(Work task)
Your answer must be an exact copy of the records below, minus the pictures.

Collected data entries
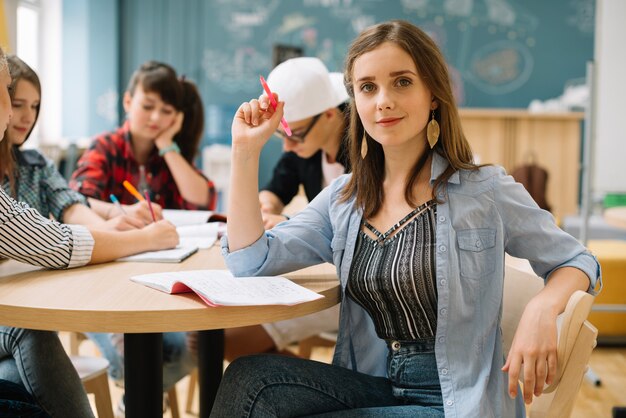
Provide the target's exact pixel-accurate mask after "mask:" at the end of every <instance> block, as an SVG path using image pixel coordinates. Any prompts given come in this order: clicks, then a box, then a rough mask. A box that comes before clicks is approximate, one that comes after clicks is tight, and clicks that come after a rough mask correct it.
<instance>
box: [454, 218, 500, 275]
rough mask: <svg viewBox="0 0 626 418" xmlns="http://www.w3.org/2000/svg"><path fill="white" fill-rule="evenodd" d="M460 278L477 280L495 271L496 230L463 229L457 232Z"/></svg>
mask: <svg viewBox="0 0 626 418" xmlns="http://www.w3.org/2000/svg"><path fill="white" fill-rule="evenodd" d="M457 242H458V244H459V264H460V270H461V276H463V277H468V278H472V279H478V278H481V277H484V276H488V275H490V274H491V273H493V272H494V271H495V269H496V260H495V246H496V230H495V229H490V228H477V229H465V230H462V231H458V232H457Z"/></svg>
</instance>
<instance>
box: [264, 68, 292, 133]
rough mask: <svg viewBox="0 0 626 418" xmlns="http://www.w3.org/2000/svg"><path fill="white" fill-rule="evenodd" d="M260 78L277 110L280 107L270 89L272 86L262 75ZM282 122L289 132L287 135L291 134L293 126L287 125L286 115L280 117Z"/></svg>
mask: <svg viewBox="0 0 626 418" xmlns="http://www.w3.org/2000/svg"><path fill="white" fill-rule="evenodd" d="M259 79H260V80H261V85H262V86H263V90H265V94H267V97H269V99H270V103H271V105H272V107H273V108H274V110H276V108H277V107H278V103H276V99H274V95H273V94H272V91H271V90H270V86H268V85H267V83H266V82H265V79H264V78H263V76H262V75H261V76H259ZM280 123H281V125H283V129H284V130H285V133H286V134H287V136H291V128H289V125H287V121H286V120H285V118H284V117H283V118H280Z"/></svg>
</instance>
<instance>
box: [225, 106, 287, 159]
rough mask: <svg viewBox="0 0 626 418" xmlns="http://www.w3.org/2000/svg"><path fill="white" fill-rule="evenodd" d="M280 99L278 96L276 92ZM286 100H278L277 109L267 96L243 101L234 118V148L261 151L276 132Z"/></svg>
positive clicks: (233, 130) (233, 124)
mask: <svg viewBox="0 0 626 418" xmlns="http://www.w3.org/2000/svg"><path fill="white" fill-rule="evenodd" d="M274 97H275V98H276V100H277V101H278V96H277V95H276V94H274ZM283 106H284V102H278V107H277V108H276V110H274V108H273V107H272V106H270V104H269V100H268V98H267V97H266V96H261V97H260V98H259V99H252V100H250V101H249V102H245V103H242V105H241V106H239V109H237V113H236V114H235V118H234V119H233V126H232V136H233V142H232V144H233V148H237V149H239V150H243V151H248V152H252V151H254V152H258V153H260V152H261V149H262V148H263V146H264V145H265V143H266V142H267V140H268V139H269V138H270V137H271V136H272V134H274V132H275V131H276V129H277V128H278V124H279V123H280V118H281V117H282V116H283Z"/></svg>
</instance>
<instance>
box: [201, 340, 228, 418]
mask: <svg viewBox="0 0 626 418" xmlns="http://www.w3.org/2000/svg"><path fill="white" fill-rule="evenodd" d="M223 368H224V330H223V329H216V330H210V331H200V332H199V333H198V384H199V386H200V418H208V417H209V415H210V414H211V409H212V408H213V402H214V401H215V395H216V394H217V388H218V387H219V385H220V382H221V380H222V372H223Z"/></svg>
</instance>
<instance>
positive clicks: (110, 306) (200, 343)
mask: <svg viewBox="0 0 626 418" xmlns="http://www.w3.org/2000/svg"><path fill="white" fill-rule="evenodd" d="M224 268H225V266H224V261H223V259H222V256H221V254H220V253H219V248H218V247H212V248H211V249H209V250H201V251H199V252H198V253H196V254H194V255H192V256H191V257H190V258H188V259H187V260H185V261H184V262H182V263H177V264H169V263H130V262H112V263H106V264H100V265H95V266H87V267H82V268H79V269H72V270H44V269H41V268H38V267H33V266H28V265H25V264H22V263H18V262H15V261H4V262H2V263H0V322H1V323H2V324H3V325H8V326H14V327H20V328H30V329H41V330H53V331H80V332H122V333H124V334H125V338H124V352H125V370H126V372H125V391H126V414H127V417H129V418H132V417H139V416H141V417H151V416H162V391H163V388H162V379H163V376H162V349H161V346H162V333H163V332H175V331H193V330H198V331H201V332H200V334H199V340H198V346H199V349H198V367H199V369H200V373H199V383H200V416H201V417H205V416H207V417H208V416H209V413H210V411H211V407H212V404H213V400H214V398H215V393H216V391H217V387H218V386H219V381H220V379H221V375H222V367H223V355H224V354H223V349H224V347H223V329H224V328H230V327H240V326H246V325H254V324H261V323H265V322H274V321H278V320H282V319H288V318H293V317H298V316H302V315H306V314H309V313H312V312H317V311H321V310H323V309H327V308H330V307H332V306H334V305H335V304H337V303H338V302H339V293H340V292H339V282H338V281H337V276H336V271H335V267H334V266H332V265H329V264H323V265H319V266H314V267H310V268H307V269H303V270H300V271H298V272H294V273H290V274H287V275H286V276H287V277H289V278H290V279H292V280H293V281H294V282H296V283H298V284H300V285H302V286H305V287H307V288H309V289H311V290H313V291H315V292H318V293H320V294H322V295H324V296H325V297H324V298H321V299H318V300H315V301H312V302H307V303H302V304H299V305H294V306H283V305H270V306H239V307H217V308H210V307H208V306H207V305H206V304H204V303H203V302H202V301H201V300H200V298H199V297H198V296H196V295H195V294H193V293H189V294H183V295H169V294H166V293H162V292H159V291H157V290H154V289H151V288H148V287H146V286H143V285H140V284H137V283H134V282H131V281H130V279H129V278H130V277H131V276H133V275H137V274H145V273H156V272H165V271H181V270H206V269H224Z"/></svg>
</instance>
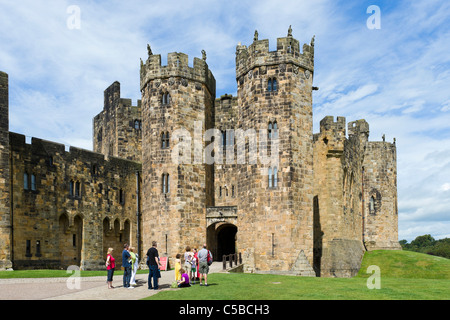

(Result for this exercise)
Provide the target's exact pixel-accurate mask after "mask:" at the end of every <instance> block, as an SVG path using image pixel coordinates. Any prompts given come in this order: clicks, then a box, then a rough mask. A box that comes before clicks is approximate, one that comes after clicks is tight, and clicks that come after a rough mask correct it.
<instance>
box: [454, 218, 500, 275]
rough mask: <svg viewBox="0 0 626 418" xmlns="http://www.w3.org/2000/svg"><path fill="white" fill-rule="evenodd" d="M460 278L477 280L495 271L496 230L463 229L457 232Z"/></svg>
mask: <svg viewBox="0 0 626 418" xmlns="http://www.w3.org/2000/svg"><path fill="white" fill-rule="evenodd" d="M457 242H458V244H459V264H460V270H461V276H463V277H468V278H472V279H478V278H481V277H484V276H488V275H490V274H491V273H493V272H494V271H495V269H496V260H495V246H496V230H495V229H490V228H477V229H465V230H462V231H458V232H457Z"/></svg>
</instance>
<instance>
box: [264, 68, 292, 133]
rough mask: <svg viewBox="0 0 626 418" xmlns="http://www.w3.org/2000/svg"><path fill="white" fill-rule="evenodd" d="M260 78L277 110L280 107L270 89L272 86L262 75ZM282 122L289 132L287 135L291 134L293 126L287 125L286 115L280 117Z"/></svg>
mask: <svg viewBox="0 0 626 418" xmlns="http://www.w3.org/2000/svg"><path fill="white" fill-rule="evenodd" d="M259 79H260V80H261V85H262V86H263V90H265V94H267V97H269V99H270V103H271V105H272V107H273V108H274V110H276V108H277V107H278V103H276V99H274V95H273V94H272V91H271V90H270V86H268V85H267V83H266V82H265V79H264V78H263V76H262V75H261V76H259ZM280 123H281V125H283V129H284V130H285V133H286V134H287V136H291V128H289V125H287V121H286V120H285V118H284V117H283V118H280Z"/></svg>
</instance>
<instance>
box: [225, 106, 287, 159]
rough mask: <svg viewBox="0 0 626 418" xmlns="http://www.w3.org/2000/svg"><path fill="white" fill-rule="evenodd" d="M280 99L278 96L276 92ZM286 100H278L277 109L267 96L243 101L234 118V148L261 151L276 132Z"/></svg>
positive clicks: (233, 130) (233, 124)
mask: <svg viewBox="0 0 626 418" xmlns="http://www.w3.org/2000/svg"><path fill="white" fill-rule="evenodd" d="M274 97H275V98H276V100H277V101H278V96H277V95H276V94H274ZM283 106H284V102H278V107H277V108H276V110H274V108H273V107H272V106H270V104H269V100H268V98H267V97H266V96H261V97H260V98H259V99H252V100H250V101H249V102H245V103H242V105H241V106H239V109H237V113H236V114H235V118H234V119H233V126H232V136H233V142H232V144H233V148H237V149H239V150H243V151H248V152H252V151H254V152H258V153H260V152H261V149H262V148H263V146H264V145H265V143H266V142H267V140H268V139H269V138H270V137H271V136H272V134H274V132H275V131H276V129H277V128H278V124H279V123H280V118H281V117H282V116H283Z"/></svg>
</instance>
<instance>
box: [201, 340, 228, 418]
mask: <svg viewBox="0 0 626 418" xmlns="http://www.w3.org/2000/svg"><path fill="white" fill-rule="evenodd" d="M223 368H224V330H223V329H216V330H210V331H200V332H199V333H198V384H199V386H200V418H208V417H209V415H210V414H211V409H212V408H213V402H214V401H215V395H216V394H217V388H218V387H219V385H220V382H221V380H222V372H223Z"/></svg>
</instance>
<instance>
positive clicks: (110, 306) (200, 343)
mask: <svg viewBox="0 0 626 418" xmlns="http://www.w3.org/2000/svg"><path fill="white" fill-rule="evenodd" d="M224 268H225V266H224V261H223V259H222V256H221V254H220V253H219V248H218V247H212V248H211V249H209V250H201V251H199V252H198V253H196V254H194V255H192V256H191V257H190V258H188V259H187V260H185V261H184V262H182V263H177V264H169V263H130V262H112V263H106V264H100V265H95V266H87V267H82V268H79V269H72V270H44V269H41V268H38V267H33V266H28V265H25V264H22V263H18V262H15V261H4V262H2V263H0V322H1V323H2V324H3V325H8V326H14V327H20V328H30V329H41V330H53V331H80V332H122V333H124V334H125V338H124V352H125V370H126V372H125V391H126V414H127V417H129V418H132V417H139V416H141V417H151V416H162V391H163V388H162V379H163V376H162V349H161V346H162V333H163V332H175V331H193V330H198V331H201V332H200V334H199V340H198V346H199V349H198V367H199V369H200V373H199V383H200V416H201V417H205V416H207V417H208V416H209V413H210V411H211V407H212V404H213V400H214V398H215V393H216V391H217V387H218V386H219V381H220V379H221V375H222V367H223V355H224V354H223V349H224V347H223V329H224V328H230V327H240V326H246V325H254V324H261V323H265V322H274V321H278V320H282V319H288V318H293V317H298V316H302V315H306V314H309V313H312V312H317V311H321V310H323V309H327V308H330V307H332V306H334V305H335V304H337V303H338V302H339V293H340V292H339V282H338V281H337V276H336V271H335V267H334V266H332V265H329V264H323V265H319V266H314V267H310V268H307V269H303V270H300V271H298V272H294V273H290V274H287V275H286V276H287V277H289V278H290V279H292V280H293V281H294V282H296V283H298V284H300V285H302V286H305V287H307V288H309V289H311V290H313V291H315V292H318V293H320V294H322V295H324V296H325V297H324V298H321V299H318V300H315V301H312V302H307V303H302V304H299V305H294V306H283V305H270V306H239V307H217V308H210V307H208V306H207V305H206V304H204V303H203V302H202V301H201V300H200V298H199V297H198V296H196V295H195V294H193V293H189V294H183V295H169V294H166V293H162V292H159V291H157V290H154V289H151V288H148V287H146V286H143V285H140V284H137V283H134V282H131V281H130V279H129V278H130V277H131V276H133V275H137V274H145V273H156V272H165V271H181V270H206V269H224Z"/></svg>
</instance>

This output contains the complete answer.